--- START Supplied entries ---

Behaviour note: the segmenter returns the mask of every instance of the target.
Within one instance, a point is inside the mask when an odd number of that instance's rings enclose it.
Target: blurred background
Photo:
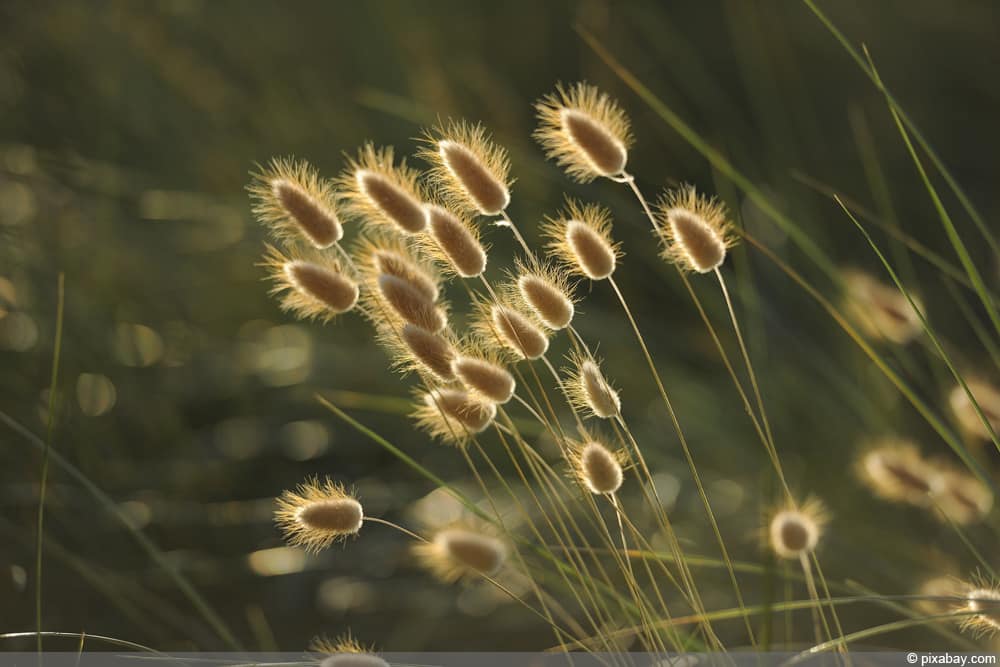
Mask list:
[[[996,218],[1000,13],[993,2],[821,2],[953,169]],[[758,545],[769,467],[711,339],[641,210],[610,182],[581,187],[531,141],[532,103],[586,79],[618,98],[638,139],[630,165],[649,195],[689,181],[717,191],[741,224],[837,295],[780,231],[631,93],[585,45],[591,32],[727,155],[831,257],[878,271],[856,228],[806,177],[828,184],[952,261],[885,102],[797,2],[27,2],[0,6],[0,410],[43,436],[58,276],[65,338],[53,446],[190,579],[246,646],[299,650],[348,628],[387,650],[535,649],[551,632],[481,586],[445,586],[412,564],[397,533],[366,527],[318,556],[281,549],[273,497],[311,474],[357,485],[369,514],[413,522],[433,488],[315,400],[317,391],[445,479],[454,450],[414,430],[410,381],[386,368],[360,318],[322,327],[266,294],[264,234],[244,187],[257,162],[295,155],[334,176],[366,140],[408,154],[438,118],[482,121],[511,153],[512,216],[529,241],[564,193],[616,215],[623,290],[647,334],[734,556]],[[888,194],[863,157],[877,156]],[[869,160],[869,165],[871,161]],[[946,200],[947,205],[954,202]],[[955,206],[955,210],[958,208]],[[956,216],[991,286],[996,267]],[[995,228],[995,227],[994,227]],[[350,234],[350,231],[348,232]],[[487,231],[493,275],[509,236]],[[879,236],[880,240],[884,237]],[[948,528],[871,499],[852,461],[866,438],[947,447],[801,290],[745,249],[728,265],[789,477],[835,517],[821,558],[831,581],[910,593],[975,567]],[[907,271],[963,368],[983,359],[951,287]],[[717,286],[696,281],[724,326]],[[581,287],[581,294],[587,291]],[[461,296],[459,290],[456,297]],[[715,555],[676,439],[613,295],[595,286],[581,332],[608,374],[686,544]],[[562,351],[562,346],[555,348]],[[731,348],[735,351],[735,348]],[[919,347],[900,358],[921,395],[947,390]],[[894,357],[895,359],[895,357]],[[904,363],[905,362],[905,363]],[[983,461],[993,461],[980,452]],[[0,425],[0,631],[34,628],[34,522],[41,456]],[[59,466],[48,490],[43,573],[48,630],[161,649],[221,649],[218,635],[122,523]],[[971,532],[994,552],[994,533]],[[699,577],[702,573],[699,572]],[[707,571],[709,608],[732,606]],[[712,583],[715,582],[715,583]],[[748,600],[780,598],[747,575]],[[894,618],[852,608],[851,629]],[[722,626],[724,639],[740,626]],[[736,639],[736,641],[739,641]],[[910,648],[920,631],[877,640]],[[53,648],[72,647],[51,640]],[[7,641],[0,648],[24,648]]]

--- END Supplied entries ---
--- START Supplied entries ---

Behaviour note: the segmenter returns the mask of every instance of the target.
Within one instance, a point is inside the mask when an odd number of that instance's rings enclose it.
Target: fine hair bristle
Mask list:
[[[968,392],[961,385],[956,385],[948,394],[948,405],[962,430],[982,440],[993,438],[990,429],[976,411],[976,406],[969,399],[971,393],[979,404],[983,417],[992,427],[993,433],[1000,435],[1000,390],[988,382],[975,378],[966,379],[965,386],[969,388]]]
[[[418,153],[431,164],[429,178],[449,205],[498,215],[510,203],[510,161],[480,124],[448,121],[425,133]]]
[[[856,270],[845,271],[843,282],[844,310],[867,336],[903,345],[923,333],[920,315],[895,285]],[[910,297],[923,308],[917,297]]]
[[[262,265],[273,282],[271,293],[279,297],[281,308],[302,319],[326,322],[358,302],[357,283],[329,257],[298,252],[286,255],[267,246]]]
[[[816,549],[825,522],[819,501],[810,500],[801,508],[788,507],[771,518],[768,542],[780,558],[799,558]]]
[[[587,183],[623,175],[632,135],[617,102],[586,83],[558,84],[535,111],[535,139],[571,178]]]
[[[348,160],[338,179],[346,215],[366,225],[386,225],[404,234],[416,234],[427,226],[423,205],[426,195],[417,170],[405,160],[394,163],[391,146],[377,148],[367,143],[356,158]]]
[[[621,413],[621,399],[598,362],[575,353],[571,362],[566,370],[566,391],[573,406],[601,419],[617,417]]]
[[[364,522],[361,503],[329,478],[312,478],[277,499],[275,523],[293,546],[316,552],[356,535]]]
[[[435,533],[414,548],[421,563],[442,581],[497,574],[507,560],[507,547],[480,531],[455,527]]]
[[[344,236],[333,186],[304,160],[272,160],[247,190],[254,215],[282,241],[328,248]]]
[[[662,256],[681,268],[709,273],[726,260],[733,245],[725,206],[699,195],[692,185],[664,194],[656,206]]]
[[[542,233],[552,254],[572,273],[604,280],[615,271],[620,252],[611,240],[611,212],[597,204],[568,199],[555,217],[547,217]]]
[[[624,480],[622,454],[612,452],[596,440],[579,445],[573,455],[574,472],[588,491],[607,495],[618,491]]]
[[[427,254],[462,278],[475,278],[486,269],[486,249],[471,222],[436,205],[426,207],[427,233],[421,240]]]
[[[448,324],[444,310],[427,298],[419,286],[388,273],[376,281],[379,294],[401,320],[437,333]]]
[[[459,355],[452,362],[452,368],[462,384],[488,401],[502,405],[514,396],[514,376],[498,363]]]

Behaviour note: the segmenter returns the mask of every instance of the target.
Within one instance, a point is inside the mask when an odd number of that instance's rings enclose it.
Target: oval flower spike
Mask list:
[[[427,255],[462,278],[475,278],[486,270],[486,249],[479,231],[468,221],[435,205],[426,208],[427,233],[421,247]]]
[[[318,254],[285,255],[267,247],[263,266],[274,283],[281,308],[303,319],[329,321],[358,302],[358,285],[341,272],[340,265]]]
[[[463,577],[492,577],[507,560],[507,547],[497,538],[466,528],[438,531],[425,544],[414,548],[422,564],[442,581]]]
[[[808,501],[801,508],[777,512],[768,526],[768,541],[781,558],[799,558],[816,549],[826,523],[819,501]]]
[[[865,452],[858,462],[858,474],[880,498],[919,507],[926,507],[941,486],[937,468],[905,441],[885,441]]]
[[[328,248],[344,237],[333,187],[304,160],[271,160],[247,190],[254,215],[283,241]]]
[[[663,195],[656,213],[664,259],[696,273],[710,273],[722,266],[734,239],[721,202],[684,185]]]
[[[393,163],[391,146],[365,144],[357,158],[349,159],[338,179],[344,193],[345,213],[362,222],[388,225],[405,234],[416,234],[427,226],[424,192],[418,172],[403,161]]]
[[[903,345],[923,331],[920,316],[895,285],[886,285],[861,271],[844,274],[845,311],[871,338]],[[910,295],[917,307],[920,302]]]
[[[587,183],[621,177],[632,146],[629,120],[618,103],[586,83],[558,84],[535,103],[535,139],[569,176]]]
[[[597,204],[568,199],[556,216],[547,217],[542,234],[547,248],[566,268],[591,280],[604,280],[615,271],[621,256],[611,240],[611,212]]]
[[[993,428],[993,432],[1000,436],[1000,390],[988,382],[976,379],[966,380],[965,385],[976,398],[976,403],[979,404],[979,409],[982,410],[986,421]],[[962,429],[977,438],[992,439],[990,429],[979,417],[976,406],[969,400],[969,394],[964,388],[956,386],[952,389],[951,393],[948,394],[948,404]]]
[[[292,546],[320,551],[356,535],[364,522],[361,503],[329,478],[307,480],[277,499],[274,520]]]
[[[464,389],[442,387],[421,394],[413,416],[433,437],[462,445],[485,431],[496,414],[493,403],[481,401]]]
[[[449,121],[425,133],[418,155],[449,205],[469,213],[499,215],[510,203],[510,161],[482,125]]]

--- END Supplied entries ---
--- START Supplied entries ---

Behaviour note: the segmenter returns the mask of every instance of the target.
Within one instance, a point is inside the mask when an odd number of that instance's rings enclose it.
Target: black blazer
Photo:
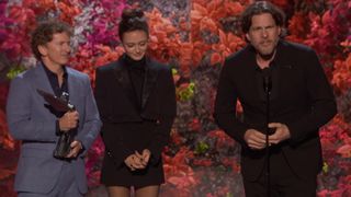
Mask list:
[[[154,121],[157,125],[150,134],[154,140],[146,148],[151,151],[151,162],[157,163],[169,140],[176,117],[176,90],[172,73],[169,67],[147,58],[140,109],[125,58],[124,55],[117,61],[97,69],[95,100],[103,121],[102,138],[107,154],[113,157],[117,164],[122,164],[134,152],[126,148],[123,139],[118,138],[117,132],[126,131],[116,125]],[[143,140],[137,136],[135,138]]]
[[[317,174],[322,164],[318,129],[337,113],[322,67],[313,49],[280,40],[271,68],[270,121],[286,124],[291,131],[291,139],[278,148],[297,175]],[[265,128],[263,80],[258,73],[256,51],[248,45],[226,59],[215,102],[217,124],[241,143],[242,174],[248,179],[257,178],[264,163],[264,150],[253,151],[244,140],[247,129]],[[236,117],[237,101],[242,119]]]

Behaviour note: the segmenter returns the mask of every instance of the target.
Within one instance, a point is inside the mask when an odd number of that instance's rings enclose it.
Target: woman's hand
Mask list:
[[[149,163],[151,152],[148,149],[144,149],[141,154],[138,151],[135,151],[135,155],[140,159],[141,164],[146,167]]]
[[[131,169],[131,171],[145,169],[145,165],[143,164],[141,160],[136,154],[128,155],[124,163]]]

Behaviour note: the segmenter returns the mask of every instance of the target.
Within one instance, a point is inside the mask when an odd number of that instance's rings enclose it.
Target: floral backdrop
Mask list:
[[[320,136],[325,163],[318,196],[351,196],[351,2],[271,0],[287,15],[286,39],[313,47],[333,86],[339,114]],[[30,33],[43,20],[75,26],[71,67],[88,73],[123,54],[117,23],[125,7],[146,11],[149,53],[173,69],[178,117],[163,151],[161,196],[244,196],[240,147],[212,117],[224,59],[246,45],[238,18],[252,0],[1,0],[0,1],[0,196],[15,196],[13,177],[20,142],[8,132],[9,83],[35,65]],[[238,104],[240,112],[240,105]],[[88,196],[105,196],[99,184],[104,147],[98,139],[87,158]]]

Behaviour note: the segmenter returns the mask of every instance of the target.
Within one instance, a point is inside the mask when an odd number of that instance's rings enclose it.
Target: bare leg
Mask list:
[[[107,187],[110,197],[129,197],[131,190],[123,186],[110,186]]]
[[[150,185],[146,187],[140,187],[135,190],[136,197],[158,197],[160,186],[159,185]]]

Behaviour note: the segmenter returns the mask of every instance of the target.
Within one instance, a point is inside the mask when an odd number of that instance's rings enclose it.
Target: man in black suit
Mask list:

--- END Supplied entries ---

What to produce:
Show each line above that contains the string "black".

Solution to the exercise:
Target: black blazer
Target: man in black suit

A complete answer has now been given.